- [The request]
Copy out word for word the data that starts with the line containing "the yellow wooden" and runs through the line containing "[(215, 234), (279, 147)]", with both of those lines included.

─── Supplied entries

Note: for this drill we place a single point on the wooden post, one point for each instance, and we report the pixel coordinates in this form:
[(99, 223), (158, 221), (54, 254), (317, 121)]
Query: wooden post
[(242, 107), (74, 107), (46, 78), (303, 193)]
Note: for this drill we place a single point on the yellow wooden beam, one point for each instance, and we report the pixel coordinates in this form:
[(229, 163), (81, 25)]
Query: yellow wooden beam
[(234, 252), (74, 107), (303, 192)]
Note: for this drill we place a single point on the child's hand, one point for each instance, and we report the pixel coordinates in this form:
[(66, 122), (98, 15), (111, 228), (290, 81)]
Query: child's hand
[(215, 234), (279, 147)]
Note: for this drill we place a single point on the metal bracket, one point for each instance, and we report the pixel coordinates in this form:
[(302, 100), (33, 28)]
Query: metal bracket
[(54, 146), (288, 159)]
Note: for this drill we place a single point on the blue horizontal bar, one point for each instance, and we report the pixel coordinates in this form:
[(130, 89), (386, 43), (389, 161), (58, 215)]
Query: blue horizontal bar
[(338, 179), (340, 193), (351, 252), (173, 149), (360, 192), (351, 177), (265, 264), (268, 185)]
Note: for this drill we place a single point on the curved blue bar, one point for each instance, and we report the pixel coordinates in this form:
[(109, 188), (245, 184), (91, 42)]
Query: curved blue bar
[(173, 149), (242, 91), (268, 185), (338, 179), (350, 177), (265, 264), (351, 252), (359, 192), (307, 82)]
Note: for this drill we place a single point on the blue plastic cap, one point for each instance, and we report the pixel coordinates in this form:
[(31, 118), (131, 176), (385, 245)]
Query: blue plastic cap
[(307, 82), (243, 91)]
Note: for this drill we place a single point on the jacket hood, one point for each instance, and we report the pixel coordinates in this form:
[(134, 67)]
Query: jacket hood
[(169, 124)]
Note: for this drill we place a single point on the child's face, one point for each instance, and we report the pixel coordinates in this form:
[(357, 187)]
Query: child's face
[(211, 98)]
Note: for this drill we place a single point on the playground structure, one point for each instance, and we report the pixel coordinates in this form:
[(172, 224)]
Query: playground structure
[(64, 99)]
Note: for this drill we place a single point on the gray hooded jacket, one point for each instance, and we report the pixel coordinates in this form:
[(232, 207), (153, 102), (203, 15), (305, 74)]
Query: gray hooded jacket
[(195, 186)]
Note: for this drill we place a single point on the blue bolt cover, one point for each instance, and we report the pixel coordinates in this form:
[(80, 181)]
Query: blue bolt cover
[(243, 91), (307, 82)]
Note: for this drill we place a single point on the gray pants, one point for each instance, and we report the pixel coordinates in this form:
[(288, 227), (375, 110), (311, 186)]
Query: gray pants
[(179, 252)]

──────
─── Supplied entries

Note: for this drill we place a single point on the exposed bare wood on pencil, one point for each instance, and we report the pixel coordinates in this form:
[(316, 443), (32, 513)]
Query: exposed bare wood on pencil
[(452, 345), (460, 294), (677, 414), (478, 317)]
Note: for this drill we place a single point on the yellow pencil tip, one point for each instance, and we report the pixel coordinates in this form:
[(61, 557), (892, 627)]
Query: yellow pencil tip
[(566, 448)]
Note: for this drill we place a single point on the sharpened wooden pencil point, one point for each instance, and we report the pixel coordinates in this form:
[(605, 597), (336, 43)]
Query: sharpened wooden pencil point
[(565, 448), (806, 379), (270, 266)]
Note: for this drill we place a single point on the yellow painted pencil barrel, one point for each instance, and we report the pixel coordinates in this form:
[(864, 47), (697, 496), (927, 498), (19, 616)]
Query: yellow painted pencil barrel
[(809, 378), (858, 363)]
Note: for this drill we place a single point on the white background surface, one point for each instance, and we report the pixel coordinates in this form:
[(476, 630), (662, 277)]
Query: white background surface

──────

- [Reply to the task]
Note: for this drill we place a single point on the yellow wooden beam, one point for each instance, and we report the pixel coordinates in this form:
[(229, 163), (81, 25)]
Query: yellow wooden beam
[(234, 252), (74, 107), (303, 192)]
Note: for this drill we place a single point on the child's hand, one point for each instance, and we report the pixel coordinates in this form:
[(66, 122), (98, 15), (111, 228), (290, 81)]
Query: child's hand
[(215, 234), (279, 147)]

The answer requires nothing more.